(Collection entries)
-- Start --

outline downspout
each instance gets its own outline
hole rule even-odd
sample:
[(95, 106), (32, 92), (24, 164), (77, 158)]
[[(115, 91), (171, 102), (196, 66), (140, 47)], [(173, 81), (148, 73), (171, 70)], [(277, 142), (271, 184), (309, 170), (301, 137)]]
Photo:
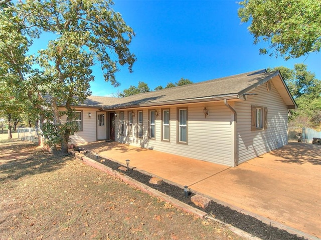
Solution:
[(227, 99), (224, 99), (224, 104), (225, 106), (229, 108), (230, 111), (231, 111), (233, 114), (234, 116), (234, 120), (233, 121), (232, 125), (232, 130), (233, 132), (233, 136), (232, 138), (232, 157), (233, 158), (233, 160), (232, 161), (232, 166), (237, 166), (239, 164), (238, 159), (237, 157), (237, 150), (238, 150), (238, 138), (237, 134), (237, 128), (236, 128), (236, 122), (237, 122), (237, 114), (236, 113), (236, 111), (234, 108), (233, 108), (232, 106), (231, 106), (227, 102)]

-- End --

Print every line of all the rows above word for word, leaving out the pictures.

#### [Full response]
outline downspout
each instance gets its own outline
hole rule even-odd
sample:
[(95, 106), (32, 92), (24, 164), (77, 158)]
[[(115, 91), (171, 102), (196, 66), (140, 47)], [(173, 81), (148, 73), (171, 70)], [(277, 142), (271, 184), (309, 170), (301, 137)]]
Photo:
Solution:
[(227, 99), (224, 99), (224, 104), (225, 106), (229, 108), (230, 111), (231, 111), (233, 114), (234, 116), (234, 120), (233, 121), (232, 125), (232, 130), (233, 132), (233, 136), (232, 138), (232, 157), (233, 158), (233, 160), (232, 161), (232, 166), (237, 166), (239, 164), (238, 159), (237, 157), (237, 150), (238, 150), (238, 138), (237, 134), (237, 128), (236, 128), (236, 122), (237, 122), (237, 114), (236, 113), (236, 111), (234, 108), (233, 108), (232, 106), (231, 106), (227, 102)]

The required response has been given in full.